| Task requirements |
Transcribe all of the items below verbatim, leaving out the pictures.

------------------------------------------------------------------------

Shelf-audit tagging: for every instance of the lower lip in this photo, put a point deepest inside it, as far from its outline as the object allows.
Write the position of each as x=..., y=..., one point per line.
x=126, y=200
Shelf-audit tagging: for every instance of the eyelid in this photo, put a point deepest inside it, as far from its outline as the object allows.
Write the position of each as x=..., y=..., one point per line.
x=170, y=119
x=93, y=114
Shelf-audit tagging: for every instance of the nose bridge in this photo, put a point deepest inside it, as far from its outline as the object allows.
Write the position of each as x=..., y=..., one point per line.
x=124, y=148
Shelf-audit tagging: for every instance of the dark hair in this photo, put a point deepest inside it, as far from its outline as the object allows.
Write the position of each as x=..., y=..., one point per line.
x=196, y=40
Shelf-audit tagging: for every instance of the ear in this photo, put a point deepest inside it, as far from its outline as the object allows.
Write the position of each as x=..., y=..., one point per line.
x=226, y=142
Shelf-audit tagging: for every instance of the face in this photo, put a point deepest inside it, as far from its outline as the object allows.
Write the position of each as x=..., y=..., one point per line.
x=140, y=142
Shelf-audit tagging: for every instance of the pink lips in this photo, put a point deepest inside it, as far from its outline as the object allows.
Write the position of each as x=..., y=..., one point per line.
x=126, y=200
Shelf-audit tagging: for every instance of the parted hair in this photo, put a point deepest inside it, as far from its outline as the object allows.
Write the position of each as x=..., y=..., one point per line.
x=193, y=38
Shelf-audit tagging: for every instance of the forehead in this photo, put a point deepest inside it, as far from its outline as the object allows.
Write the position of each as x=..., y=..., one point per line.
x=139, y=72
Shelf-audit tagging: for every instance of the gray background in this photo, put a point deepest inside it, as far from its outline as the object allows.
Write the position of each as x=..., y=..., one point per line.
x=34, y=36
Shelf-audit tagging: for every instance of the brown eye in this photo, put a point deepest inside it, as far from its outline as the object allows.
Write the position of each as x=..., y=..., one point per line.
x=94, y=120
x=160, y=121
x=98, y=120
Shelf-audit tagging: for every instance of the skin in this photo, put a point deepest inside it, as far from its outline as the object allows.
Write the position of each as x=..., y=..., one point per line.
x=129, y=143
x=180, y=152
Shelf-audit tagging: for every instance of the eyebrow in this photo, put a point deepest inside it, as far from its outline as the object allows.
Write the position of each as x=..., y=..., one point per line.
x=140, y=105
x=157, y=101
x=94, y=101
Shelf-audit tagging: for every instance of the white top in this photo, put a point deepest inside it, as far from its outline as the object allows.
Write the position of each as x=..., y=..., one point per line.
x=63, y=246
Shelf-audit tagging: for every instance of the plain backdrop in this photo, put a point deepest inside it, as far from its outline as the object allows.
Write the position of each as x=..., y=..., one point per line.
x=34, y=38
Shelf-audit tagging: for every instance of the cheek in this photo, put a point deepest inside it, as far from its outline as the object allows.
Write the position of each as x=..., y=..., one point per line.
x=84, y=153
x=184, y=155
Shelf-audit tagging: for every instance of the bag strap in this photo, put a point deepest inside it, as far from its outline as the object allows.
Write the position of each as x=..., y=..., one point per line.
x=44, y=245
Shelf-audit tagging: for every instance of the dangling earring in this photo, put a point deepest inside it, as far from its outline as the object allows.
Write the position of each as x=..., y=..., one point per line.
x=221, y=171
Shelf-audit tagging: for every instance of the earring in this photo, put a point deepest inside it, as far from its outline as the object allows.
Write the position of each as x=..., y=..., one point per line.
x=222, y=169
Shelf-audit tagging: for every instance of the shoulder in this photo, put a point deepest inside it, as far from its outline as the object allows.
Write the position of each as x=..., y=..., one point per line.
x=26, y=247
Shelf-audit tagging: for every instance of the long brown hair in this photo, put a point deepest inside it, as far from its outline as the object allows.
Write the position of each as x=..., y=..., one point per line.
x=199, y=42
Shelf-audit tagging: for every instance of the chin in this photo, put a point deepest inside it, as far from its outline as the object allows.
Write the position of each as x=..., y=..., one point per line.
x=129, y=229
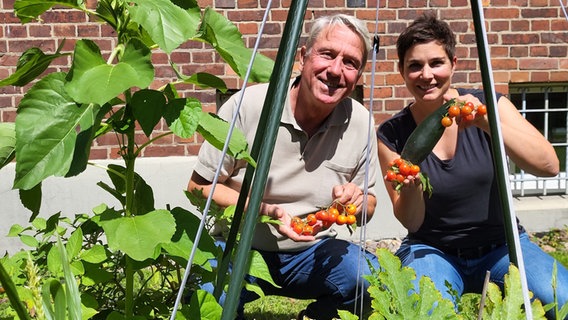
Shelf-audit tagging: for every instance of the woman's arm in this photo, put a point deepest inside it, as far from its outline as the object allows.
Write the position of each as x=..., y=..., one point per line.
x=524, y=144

------------------------------------------------------------------------

| Output for this task |
Shelf-audit tagging: for every instance of the lower lip in this photo, put a point deepest inside it, as far from its outline as the object allows.
Write the position of each as x=..., y=..., one point per line.
x=126, y=200
Shelf-audit tagging: for every instance of the eyelid in this photo, put a point deepest inside it, as far from its outline as the object allows.
Write the position of each as x=..., y=..., one point per line.
x=170, y=119
x=93, y=114
Shelf-audit tagging: for every instance of the nose bridge in this photo, put a point deepest inside it, as far from its outline as the object allows.
Write the position of each as x=..., y=..., one point per line.
x=124, y=148
Shelf-audit tagging: for every instance of the dark hair in this photo, put a point deepest inside it, as far from its outline as the object allows.
Write the position of each as x=..., y=..., one point per line.
x=196, y=40
Shelf-audit tagging: for every instance of the ear in this photo, put a point deepest inside it, as far from its outline as the object allows.
Write the position of each as x=..., y=..., one point per line.
x=226, y=142
Shelf-audit tagging: for every instance of the face in this photo, put a point deepest inside it, as far from its outline as the object allows.
Write the position of each as x=..., y=..., one point per line.
x=140, y=142
Shelf-audit tagging: for every instance of the pink lips in this photo, put a point deepest inside it, as far from its outline as the object allows.
Write the position of each as x=..., y=..., one point per line.
x=126, y=200
Shelf-audit tagging: for every instance of the parted hair in this photo, put a point deepest inside it, as far from its outline as the object allows.
Write the position of each as x=..., y=..., one point per line.
x=193, y=38
Shelf-audit tagging: for every instance of the forehead in this photo, put a point deepest inside it, as far from its outline as the object allows.
Write the position of each as x=..., y=..., one point per line.
x=139, y=72
Shelf-audit tagging: for every instance of the gray background in this photo, put a point deepest inside it, as far from its outline as the object allows.
Write the position of each as x=..., y=..., one point per line.
x=34, y=36
Shelf-audit tagging: for every instance of the brown eye in this photo, put a point deepest inside it, as far from its outline as the object allows.
Write the position of each as x=..., y=..., one point per line.
x=94, y=120
x=160, y=121
x=98, y=120
Shelf-audit tagging: for every instance of the skin in this photo, put a point deepest inside it, as far from its outline as the object allows.
Write the position of each as x=..., y=..., one point per line.
x=129, y=143
x=180, y=152
Shelf-audit tagging: for every instance of the eyebrow in this photo, put a point deepest inside it, as far from its outline as the object allows.
Write the position of each as x=..., y=..., one point per line.
x=140, y=105
x=157, y=101
x=94, y=101
Shelf-audit tagging: for every instance of the white top in this photo, put a point deepest inside it, as far from its outline as the object allows.
Write the position of each as x=..., y=..., one point per line.
x=63, y=246
Shelf-audit tagging: for every instance of the plain backdrop in this photo, put a point deepest inside it, as far from its outline as the object allows.
Write the position of each as x=..., y=..., one point per line.
x=34, y=38
Shelf-audit tagging: for every instance of the cheek in this photo, put a point deepest inside it, as far from its outline as the object allows.
Write the position of each as x=..., y=..., one point per line.
x=84, y=153
x=184, y=155
Shelf-audit tagging: for every instance of the bag strap in this photo, put a point deepest inside it, as far from its outline as the object allows.
Write the position of each as x=..., y=..., one point per line.
x=44, y=245
Shelf-audit tagging: for every instance of the dangling earring in this photo, put a point deepest inside it, as far from its outline as the object allows.
Write the position of each as x=..., y=..., one point per line.
x=221, y=171
Shelf-audit tagging: for every instance of the earring in this photo, put a point deepest inside it, as far from its outline as the object allows.
Write the position of each as x=..., y=..., one point per line.
x=222, y=169
Shelf-audit tagging: for every instance of the shoulder in this photo, put a point deepest inside it, as far from its outline as the object allows.
Write the position of each as x=..., y=..., one point per line.
x=26, y=247
Shelf-audit tagging: for every instance of the long brown hair in this photo, put a point deepest inside it, as far from its outline as the object allows.
Write the position of each as x=..., y=..., one point per line.
x=199, y=42
Shelf-audit tagging: for every instance of the chin in this photo, put a point deepest inside it, as far from its outline as the object allows.
Write the position of each as x=..., y=..., one point per line.
x=129, y=229
Shelf-audit tagging: for every instance of the woman's arm in this photo, put a point deepest inside it, as far from its outline as the object allows.
Write the position of each as x=..., y=..., one point per line.
x=524, y=144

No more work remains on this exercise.